◆ TASK TO CARRY OUT
After finding the line with "of the utility" in the entries below, retype exactly each line from there through the line with "For the shelf-compliance log, identify each instance of the suv", including that final line.

SUPPLIED INFORMATION below:

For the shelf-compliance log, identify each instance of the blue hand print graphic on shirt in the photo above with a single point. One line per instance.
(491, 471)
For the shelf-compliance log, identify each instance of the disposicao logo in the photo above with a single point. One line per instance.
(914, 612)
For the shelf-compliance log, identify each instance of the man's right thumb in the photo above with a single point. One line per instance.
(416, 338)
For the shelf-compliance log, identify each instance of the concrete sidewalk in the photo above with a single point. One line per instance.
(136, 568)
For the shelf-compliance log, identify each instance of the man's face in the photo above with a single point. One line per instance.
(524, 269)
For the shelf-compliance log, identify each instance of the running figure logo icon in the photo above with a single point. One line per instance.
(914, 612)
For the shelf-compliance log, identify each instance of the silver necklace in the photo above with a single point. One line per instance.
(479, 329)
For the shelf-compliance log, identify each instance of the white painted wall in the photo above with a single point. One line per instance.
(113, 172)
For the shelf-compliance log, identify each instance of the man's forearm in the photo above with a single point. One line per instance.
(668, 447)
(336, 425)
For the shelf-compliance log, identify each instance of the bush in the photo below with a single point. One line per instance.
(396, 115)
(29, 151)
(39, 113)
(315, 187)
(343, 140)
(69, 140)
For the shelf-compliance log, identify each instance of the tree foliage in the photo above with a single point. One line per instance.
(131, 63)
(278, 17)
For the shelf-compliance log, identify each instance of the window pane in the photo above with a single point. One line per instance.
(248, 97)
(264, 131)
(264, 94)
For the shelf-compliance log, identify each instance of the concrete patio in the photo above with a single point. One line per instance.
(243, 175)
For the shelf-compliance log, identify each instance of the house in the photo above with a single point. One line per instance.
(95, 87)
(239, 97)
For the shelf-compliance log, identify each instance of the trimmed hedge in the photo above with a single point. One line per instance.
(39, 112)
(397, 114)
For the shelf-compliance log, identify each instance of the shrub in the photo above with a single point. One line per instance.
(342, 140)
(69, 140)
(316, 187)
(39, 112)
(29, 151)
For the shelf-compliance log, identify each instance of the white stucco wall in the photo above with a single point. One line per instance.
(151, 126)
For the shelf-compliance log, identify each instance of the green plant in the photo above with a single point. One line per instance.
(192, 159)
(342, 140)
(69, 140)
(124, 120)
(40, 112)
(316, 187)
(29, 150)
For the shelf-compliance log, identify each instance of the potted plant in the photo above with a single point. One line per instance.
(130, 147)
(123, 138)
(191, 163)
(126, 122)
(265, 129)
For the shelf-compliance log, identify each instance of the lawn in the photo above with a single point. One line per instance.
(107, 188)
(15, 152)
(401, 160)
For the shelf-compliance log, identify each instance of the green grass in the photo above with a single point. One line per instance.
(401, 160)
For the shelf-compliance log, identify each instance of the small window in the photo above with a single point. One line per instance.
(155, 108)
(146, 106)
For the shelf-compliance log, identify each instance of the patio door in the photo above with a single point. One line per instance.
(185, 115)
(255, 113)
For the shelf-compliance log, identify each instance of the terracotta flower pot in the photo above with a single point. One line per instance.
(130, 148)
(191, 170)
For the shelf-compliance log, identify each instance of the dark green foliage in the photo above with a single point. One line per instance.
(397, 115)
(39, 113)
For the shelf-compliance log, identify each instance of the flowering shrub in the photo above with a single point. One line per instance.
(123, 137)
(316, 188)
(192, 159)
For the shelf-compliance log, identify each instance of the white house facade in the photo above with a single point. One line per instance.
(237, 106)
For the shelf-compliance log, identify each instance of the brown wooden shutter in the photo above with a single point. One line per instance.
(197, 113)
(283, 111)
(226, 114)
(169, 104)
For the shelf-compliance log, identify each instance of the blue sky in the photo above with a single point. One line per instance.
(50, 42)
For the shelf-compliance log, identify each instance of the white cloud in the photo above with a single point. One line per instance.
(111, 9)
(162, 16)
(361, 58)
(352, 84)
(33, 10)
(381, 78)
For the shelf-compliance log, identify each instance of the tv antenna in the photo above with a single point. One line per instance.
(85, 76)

End of SUPPLIED INFORMATION.
SUPPLIED INFORMATION below:

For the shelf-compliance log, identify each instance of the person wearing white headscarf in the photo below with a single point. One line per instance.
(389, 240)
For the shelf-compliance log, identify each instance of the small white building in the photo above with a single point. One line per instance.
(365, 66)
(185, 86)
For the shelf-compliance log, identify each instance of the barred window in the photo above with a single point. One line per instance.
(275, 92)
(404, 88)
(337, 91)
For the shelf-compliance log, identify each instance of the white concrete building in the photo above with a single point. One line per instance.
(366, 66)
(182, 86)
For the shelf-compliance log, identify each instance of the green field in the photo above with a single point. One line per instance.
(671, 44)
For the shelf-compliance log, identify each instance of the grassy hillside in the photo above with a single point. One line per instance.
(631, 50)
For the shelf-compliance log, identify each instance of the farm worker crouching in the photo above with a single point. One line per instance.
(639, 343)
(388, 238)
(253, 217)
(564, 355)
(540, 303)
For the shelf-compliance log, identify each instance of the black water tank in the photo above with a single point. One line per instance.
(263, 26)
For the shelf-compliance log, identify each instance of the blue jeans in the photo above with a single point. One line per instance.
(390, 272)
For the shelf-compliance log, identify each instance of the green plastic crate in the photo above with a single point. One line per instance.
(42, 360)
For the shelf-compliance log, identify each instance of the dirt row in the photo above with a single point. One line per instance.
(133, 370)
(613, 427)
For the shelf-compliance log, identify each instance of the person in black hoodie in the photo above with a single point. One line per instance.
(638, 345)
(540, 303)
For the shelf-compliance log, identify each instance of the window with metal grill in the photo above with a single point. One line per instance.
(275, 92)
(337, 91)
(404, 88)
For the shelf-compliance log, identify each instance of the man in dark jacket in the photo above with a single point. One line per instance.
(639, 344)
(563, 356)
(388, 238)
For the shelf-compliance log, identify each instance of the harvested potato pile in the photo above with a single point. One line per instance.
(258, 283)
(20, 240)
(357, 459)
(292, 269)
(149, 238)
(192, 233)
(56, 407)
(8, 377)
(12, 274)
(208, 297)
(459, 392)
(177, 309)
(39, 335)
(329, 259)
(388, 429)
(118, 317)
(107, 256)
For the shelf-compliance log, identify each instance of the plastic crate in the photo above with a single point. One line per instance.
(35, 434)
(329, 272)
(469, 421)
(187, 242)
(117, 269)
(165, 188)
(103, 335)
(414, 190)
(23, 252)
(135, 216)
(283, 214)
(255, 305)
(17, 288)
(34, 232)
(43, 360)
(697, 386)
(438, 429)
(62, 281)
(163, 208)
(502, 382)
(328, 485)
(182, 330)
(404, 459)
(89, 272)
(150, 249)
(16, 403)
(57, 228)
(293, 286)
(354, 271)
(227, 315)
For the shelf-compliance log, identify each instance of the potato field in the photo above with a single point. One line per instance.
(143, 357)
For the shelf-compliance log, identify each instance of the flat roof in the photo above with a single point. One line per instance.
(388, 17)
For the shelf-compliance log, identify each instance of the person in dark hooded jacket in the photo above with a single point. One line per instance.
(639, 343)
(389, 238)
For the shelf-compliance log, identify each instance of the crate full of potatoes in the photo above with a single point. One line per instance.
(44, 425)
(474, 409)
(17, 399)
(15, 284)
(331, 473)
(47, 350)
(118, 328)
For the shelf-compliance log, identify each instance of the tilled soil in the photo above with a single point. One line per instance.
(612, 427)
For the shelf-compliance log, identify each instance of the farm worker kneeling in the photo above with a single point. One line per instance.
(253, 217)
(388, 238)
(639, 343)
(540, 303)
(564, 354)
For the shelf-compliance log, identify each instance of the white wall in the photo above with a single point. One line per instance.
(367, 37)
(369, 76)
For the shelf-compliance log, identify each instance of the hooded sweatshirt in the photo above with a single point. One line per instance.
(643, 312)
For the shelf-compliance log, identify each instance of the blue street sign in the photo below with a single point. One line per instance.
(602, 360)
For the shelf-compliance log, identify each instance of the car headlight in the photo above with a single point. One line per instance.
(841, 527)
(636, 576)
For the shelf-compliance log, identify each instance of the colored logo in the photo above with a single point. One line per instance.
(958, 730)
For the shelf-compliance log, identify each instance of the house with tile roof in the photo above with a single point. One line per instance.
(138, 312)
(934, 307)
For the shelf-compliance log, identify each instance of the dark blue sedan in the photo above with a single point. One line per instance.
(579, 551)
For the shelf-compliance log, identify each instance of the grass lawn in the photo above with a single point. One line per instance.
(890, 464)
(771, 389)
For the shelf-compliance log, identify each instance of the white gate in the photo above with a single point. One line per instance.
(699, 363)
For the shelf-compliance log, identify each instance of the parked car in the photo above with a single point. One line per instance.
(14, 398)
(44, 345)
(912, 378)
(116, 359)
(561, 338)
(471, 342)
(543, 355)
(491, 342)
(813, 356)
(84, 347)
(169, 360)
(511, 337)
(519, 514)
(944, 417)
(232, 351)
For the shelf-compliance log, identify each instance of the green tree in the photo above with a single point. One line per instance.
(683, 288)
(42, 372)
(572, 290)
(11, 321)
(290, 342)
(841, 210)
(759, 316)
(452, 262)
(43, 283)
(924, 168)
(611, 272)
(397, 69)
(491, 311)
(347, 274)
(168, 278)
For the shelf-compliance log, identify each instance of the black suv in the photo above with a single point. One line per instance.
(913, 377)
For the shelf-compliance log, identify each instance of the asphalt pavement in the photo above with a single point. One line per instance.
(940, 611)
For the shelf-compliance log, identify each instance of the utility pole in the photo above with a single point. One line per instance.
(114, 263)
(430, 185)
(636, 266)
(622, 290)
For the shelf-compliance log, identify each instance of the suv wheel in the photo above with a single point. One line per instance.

End of SUPPLIED INFORMATION.

◆ FINISHED TASK
For the shelf-compliance log, identify each instance of the utility pole in the photo above with a single point. One line per instance.
(114, 263)
(430, 185)
(636, 266)
(622, 290)
For the shelf-compliance log, identify each instance of the suv wheel in the photo above with a single point. One line per instance.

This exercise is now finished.